# Start of WORKING DATA

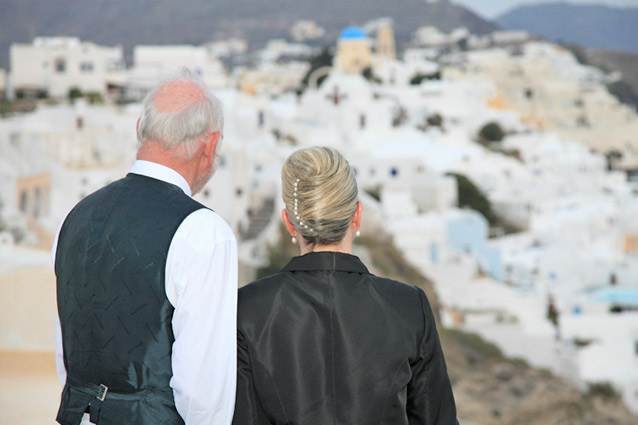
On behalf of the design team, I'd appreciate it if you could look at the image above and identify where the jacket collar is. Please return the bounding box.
[281,251,370,274]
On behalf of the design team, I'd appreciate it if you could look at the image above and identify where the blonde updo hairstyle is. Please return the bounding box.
[281,146,359,245]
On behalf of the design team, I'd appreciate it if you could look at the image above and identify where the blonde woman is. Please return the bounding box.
[233,147,457,425]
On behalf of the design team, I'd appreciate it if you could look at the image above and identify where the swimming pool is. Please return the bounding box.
[591,286,638,306]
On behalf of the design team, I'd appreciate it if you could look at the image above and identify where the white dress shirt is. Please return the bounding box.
[51,160,237,425]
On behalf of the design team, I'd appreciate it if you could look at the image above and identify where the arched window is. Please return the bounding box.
[33,187,42,218]
[20,189,29,214]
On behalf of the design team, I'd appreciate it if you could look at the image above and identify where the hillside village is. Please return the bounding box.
[0,19,638,420]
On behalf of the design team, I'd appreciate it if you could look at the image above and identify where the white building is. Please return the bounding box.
[127,45,228,91]
[10,37,124,97]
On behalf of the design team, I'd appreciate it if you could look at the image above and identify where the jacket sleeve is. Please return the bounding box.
[233,331,270,425]
[406,288,458,425]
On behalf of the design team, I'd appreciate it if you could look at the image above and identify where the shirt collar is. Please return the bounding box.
[129,159,193,196]
[281,251,370,274]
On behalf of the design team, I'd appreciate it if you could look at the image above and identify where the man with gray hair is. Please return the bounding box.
[52,73,237,425]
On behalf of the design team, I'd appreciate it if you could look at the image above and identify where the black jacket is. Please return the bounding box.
[233,252,457,425]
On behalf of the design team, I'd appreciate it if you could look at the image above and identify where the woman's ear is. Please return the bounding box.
[281,208,297,236]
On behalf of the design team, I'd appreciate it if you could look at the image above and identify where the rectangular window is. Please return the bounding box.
[80,62,93,72]
[55,58,66,74]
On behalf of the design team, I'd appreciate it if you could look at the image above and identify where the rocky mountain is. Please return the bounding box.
[0,0,496,67]
[496,3,638,53]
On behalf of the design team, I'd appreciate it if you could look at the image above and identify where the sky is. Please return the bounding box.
[452,0,638,19]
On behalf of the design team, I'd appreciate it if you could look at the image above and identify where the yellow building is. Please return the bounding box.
[376,22,397,59]
[335,27,372,74]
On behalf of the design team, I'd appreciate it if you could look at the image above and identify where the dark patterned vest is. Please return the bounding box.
[55,174,204,425]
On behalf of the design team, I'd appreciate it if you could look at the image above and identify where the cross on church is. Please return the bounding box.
[326,86,348,106]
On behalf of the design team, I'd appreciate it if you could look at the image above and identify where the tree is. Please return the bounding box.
[446,173,496,225]
[298,47,334,94]
[478,121,505,143]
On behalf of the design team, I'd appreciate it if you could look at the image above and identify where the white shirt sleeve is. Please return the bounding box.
[166,209,237,425]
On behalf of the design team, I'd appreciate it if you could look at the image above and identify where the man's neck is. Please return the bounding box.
[137,141,197,189]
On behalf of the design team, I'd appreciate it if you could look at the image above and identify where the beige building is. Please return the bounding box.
[335,27,372,74]
[443,43,638,167]
[375,22,397,59]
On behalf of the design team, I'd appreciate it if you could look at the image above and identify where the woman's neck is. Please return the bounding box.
[299,236,352,255]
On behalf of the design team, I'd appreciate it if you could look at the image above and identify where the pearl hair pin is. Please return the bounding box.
[292,179,314,232]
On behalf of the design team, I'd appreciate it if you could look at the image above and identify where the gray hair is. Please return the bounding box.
[137,69,224,158]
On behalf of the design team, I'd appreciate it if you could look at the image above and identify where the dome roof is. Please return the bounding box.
[339,27,368,40]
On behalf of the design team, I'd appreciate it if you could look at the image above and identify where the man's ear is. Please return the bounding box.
[204,131,222,160]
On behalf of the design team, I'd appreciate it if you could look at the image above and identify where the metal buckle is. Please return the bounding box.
[95,384,109,401]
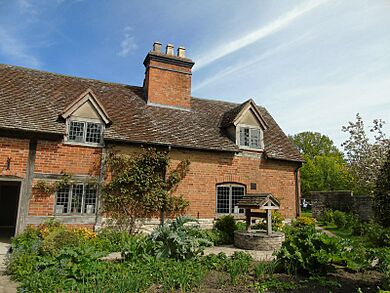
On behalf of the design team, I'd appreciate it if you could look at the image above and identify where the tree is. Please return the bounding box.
[290,131,350,196]
[374,150,390,227]
[289,131,340,159]
[342,113,390,194]
[102,149,189,233]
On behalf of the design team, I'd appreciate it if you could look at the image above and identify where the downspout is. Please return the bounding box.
[294,166,301,217]
[160,145,171,226]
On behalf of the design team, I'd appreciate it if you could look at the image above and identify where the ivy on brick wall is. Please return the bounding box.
[101,148,190,233]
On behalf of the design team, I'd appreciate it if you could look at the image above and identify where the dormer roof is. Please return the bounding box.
[220,99,267,130]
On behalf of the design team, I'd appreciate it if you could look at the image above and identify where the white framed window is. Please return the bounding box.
[237,125,263,149]
[66,120,104,145]
[217,183,245,214]
[55,183,97,215]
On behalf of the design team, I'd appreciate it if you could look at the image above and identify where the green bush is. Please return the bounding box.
[214,215,237,244]
[333,211,348,229]
[252,211,284,231]
[292,216,315,227]
[319,210,334,225]
[149,216,212,259]
[277,226,342,275]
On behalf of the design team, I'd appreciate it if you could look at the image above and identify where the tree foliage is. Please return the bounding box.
[102,148,189,233]
[290,131,350,196]
[374,150,390,227]
[342,113,390,194]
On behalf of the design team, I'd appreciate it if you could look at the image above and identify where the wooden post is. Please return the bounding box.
[267,209,272,235]
[245,209,251,231]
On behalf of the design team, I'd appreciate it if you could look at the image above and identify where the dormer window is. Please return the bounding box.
[61,89,111,147]
[67,120,103,145]
[238,126,262,149]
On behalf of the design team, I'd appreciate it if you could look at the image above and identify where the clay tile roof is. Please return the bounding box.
[0,64,302,162]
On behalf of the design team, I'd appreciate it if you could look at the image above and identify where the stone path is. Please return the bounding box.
[0,239,18,293]
[204,245,275,261]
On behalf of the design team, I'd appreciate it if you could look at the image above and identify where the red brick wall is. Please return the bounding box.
[145,60,191,108]
[118,147,297,218]
[29,140,102,216]
[35,140,102,175]
[0,137,29,178]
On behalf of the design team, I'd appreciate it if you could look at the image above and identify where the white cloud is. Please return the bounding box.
[0,27,41,67]
[118,26,138,57]
[194,0,326,70]
[192,32,311,91]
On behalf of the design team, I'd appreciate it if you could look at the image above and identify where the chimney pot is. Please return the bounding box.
[177,46,186,58]
[153,42,161,52]
[165,44,174,55]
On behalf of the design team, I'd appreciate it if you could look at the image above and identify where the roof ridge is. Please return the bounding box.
[0,63,142,88]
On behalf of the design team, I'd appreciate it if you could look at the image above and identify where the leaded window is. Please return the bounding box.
[67,121,103,144]
[55,183,97,214]
[217,184,245,214]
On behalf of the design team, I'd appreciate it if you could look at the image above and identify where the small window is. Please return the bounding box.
[55,183,97,214]
[67,121,103,144]
[217,184,245,214]
[239,126,261,149]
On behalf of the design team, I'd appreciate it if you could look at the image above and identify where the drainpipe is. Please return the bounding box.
[294,166,301,217]
[160,145,171,226]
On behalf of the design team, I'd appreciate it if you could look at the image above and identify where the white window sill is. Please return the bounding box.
[63,141,104,148]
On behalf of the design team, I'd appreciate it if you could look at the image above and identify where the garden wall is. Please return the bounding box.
[311,191,374,220]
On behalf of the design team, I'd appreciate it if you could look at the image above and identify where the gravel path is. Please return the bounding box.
[204,245,275,261]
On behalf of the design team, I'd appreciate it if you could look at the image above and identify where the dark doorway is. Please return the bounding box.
[0,181,20,240]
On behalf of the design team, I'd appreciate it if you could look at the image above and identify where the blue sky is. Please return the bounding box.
[0,0,390,146]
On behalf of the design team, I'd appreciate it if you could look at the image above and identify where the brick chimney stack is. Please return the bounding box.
[144,42,194,109]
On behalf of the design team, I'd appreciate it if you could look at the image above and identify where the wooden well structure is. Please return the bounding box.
[237,193,280,235]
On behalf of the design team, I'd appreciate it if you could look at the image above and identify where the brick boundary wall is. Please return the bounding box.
[311,191,374,221]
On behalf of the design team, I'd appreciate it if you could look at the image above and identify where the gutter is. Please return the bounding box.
[294,166,301,217]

# End of WORKING DATA

Please change "swimming pool" to "garden fountain" in everything from the line containing "woman is. Please return the bounding box." down to the line containing "[51,160,237,425]", leaving all else unchanged. Return only those lines.

TASK RESPONSE —
On behalf of the design team, I'd appreciate it if you could look at the image above and identify where the blonde woman is. Please return the bounding box.
[233,147,457,425]
On behalf of the design team, I'd appreciate it if you could look at the image above and identify where the garden fountain is. Please return the bounding box.
[591,286,638,306]
On behalf of the design team, I'd appreciate it if you could look at the image above and identify where the white dress shirt is. Please return the bounding box.
[51,160,237,425]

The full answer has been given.